[Raw records]
※

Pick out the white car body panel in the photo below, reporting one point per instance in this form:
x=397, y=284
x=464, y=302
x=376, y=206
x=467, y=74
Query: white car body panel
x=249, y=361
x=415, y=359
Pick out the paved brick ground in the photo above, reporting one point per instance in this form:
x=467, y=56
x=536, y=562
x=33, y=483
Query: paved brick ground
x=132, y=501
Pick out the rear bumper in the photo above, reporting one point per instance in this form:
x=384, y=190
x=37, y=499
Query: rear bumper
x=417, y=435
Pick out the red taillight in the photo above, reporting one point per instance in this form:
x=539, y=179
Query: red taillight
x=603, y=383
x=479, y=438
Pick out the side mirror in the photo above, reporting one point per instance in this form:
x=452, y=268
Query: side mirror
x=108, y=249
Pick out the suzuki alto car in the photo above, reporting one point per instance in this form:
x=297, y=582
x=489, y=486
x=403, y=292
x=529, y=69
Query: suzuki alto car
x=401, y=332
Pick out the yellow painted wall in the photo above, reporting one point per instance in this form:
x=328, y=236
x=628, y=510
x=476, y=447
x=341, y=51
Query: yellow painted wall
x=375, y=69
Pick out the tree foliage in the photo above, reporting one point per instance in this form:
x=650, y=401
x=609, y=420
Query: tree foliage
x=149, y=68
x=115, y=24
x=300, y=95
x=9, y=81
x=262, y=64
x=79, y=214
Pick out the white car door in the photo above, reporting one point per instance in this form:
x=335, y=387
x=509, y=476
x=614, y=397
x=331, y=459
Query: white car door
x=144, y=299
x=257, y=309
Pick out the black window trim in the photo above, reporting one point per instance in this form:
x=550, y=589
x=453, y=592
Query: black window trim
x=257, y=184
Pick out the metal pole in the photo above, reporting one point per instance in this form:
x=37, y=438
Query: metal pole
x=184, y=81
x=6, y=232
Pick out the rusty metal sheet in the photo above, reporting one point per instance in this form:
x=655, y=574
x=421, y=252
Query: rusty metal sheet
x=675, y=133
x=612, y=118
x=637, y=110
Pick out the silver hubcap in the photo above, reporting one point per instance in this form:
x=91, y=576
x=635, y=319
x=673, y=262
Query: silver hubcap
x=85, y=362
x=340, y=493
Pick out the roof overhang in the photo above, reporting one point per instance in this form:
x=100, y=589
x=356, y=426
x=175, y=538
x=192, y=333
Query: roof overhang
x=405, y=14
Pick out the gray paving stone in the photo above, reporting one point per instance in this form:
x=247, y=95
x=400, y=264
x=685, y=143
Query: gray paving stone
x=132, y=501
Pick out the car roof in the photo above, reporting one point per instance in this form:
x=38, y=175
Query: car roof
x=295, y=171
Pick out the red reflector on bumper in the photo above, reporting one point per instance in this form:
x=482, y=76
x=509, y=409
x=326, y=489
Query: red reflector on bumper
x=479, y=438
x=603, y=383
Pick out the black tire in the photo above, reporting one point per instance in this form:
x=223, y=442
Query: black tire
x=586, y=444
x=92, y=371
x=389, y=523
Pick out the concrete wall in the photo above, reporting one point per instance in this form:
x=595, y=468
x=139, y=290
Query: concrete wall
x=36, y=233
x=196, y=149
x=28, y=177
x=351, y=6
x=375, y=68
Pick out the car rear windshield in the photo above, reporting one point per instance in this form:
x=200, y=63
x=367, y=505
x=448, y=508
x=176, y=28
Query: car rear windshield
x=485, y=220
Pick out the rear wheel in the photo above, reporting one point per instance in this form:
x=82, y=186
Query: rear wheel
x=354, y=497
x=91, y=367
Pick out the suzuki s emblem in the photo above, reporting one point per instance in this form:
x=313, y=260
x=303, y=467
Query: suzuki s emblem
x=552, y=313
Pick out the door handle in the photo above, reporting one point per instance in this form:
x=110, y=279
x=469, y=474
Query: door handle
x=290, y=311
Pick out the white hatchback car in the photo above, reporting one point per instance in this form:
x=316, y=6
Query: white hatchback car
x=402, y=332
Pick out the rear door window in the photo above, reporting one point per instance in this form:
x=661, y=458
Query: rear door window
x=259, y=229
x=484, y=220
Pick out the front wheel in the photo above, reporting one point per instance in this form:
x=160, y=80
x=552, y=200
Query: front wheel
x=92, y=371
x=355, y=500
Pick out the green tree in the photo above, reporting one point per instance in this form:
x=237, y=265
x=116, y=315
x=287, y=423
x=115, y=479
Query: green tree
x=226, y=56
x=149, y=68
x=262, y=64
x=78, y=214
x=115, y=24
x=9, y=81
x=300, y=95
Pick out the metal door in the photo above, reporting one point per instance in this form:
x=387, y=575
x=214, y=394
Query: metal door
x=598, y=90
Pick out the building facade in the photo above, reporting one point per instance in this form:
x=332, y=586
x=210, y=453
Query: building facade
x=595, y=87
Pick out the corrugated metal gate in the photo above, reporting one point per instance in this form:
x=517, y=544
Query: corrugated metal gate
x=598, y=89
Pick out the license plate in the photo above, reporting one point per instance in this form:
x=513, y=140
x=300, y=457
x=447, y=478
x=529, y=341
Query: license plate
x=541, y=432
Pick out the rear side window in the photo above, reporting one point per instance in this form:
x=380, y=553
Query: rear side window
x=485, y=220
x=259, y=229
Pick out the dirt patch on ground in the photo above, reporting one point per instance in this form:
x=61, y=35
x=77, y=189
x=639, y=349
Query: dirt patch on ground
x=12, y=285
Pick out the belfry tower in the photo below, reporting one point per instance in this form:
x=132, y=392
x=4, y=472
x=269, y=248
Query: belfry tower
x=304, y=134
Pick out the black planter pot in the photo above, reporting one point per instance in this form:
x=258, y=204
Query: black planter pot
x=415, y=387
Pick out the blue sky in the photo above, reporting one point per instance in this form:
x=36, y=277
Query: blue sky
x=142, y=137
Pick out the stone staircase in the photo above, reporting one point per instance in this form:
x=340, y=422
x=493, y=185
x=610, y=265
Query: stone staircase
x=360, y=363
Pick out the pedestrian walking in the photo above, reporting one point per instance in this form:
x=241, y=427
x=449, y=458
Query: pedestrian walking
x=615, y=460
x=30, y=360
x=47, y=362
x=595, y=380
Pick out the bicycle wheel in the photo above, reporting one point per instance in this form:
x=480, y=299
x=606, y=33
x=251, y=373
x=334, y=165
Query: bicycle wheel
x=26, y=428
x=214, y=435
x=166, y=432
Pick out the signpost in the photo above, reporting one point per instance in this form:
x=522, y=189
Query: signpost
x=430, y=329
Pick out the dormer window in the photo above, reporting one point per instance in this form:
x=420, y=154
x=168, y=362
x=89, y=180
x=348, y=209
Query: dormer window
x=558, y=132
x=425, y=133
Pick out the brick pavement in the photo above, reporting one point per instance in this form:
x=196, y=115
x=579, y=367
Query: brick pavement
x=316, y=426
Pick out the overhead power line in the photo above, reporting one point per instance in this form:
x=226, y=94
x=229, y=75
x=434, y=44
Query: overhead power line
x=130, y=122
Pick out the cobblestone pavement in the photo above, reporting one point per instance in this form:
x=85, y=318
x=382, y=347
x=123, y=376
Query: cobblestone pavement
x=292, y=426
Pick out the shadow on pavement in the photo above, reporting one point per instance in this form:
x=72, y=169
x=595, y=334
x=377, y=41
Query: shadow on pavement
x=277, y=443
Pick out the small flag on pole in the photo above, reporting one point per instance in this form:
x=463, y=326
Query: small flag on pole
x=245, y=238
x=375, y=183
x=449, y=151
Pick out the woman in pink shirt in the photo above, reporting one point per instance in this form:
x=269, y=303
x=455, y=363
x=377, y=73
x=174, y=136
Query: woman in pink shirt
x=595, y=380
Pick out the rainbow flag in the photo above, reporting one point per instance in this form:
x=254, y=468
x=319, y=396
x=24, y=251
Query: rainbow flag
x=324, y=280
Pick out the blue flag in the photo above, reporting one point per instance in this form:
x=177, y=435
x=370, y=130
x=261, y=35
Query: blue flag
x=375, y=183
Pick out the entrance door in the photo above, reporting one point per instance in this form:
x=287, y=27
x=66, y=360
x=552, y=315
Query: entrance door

※

#### Problem statement:
Scale the data from its start through the line holding "x=415, y=359", inclusive, and reproduce every line, requests included. Multiply each answer coordinate by 2.55 and round to the nearest whole number, with halves rounding up, but leave the requests and their format sample coordinates as they are.

#### Exercise result:
Pick out the white car body panel in the photo below, reporting one point per instance in this form:
x=397, y=284
x=464, y=302
x=376, y=206
x=467, y=74
Query: white car body panel
x=635, y=921
x=1058, y=915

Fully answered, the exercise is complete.